(Set task): Quote exactly, and only, the lines from the one with "target | green tree" through the end of the listing.

(Data to use):
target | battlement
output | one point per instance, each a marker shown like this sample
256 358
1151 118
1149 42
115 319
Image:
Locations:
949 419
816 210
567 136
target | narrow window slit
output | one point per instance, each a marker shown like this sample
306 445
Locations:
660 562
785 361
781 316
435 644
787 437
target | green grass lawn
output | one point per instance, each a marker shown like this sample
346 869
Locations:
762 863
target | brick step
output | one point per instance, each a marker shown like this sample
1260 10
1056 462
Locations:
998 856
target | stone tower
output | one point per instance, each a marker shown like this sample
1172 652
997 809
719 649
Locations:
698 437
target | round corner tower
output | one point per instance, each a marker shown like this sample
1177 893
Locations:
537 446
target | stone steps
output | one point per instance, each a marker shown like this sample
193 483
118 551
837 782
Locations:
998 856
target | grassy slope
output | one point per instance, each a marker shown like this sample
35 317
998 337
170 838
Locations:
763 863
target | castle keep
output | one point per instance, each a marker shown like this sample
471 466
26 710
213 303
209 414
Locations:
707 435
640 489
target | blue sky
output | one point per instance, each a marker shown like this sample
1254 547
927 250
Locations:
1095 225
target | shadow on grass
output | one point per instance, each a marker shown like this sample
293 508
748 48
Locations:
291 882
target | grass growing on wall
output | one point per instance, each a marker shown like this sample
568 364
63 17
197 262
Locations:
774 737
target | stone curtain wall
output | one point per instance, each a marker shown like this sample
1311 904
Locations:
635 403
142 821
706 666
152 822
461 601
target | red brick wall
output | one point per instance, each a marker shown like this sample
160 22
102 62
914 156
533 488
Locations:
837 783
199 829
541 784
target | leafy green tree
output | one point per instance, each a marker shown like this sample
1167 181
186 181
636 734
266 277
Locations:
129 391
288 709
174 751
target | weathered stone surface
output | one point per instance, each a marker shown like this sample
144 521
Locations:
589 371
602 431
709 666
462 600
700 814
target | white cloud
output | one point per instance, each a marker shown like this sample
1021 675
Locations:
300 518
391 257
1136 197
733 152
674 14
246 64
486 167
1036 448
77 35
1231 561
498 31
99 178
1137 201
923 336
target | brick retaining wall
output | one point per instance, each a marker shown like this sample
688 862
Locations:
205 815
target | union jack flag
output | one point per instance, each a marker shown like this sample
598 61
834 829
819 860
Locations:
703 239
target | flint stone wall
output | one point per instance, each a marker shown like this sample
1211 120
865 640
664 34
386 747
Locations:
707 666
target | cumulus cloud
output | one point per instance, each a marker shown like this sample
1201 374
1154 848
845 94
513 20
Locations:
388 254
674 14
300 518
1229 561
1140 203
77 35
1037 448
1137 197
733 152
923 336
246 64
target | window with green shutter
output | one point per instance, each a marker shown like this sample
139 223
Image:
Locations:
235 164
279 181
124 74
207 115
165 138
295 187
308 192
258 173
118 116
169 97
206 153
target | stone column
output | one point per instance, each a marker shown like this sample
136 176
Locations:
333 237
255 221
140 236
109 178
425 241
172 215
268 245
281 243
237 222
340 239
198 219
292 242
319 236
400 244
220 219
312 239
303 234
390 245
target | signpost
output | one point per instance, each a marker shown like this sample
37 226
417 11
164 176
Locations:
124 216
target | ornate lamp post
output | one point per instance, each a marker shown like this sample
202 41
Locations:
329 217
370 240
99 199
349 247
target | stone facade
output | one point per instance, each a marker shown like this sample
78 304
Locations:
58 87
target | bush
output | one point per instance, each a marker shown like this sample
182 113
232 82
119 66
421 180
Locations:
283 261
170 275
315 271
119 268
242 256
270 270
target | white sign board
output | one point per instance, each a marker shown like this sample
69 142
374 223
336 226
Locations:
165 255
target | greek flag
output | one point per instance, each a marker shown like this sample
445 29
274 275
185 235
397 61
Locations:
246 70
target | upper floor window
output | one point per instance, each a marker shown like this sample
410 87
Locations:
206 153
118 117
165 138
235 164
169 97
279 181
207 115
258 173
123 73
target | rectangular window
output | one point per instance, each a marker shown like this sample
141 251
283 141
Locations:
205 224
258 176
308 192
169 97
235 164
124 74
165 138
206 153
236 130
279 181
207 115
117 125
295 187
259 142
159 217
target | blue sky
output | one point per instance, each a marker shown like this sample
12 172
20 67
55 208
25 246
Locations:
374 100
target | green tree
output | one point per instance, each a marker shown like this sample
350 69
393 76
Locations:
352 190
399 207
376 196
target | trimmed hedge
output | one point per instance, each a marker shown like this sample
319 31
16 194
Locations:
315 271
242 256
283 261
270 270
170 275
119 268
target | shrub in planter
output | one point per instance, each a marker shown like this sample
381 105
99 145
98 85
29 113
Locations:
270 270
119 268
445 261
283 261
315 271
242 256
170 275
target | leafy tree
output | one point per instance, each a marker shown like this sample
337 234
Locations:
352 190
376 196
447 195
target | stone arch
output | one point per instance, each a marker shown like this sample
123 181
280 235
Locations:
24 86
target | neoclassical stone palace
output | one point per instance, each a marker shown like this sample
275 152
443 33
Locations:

(Finished answer):
target | green tree
output | one point per instance, each a marker shown like this sample
350 69
393 76
Locations:
352 190
399 207
376 196
target | trimmed hedge
output | one point per instance, each a marker shown like this sample
319 31
16 194
Locations:
315 271
242 256
283 261
270 270
170 275
119 268
target | shrub in planter
output | one point per instance, each a marker shown like this sample
381 105
99 145
98 85
29 113
Locations:
270 270
119 268
445 261
283 261
315 271
242 256
170 275
target | leafy tree
output | one point per instance, each a marker shown like this sample
337 234
Locations:
352 190
376 196
447 195
target | stone arch
output | one point per instance, each a marker shown like this sample
123 181
280 235
Locations:
24 86
target | neoclassical stone palace
output | one point per instance, each a marker shown like this sample
275 152
443 33
Locations:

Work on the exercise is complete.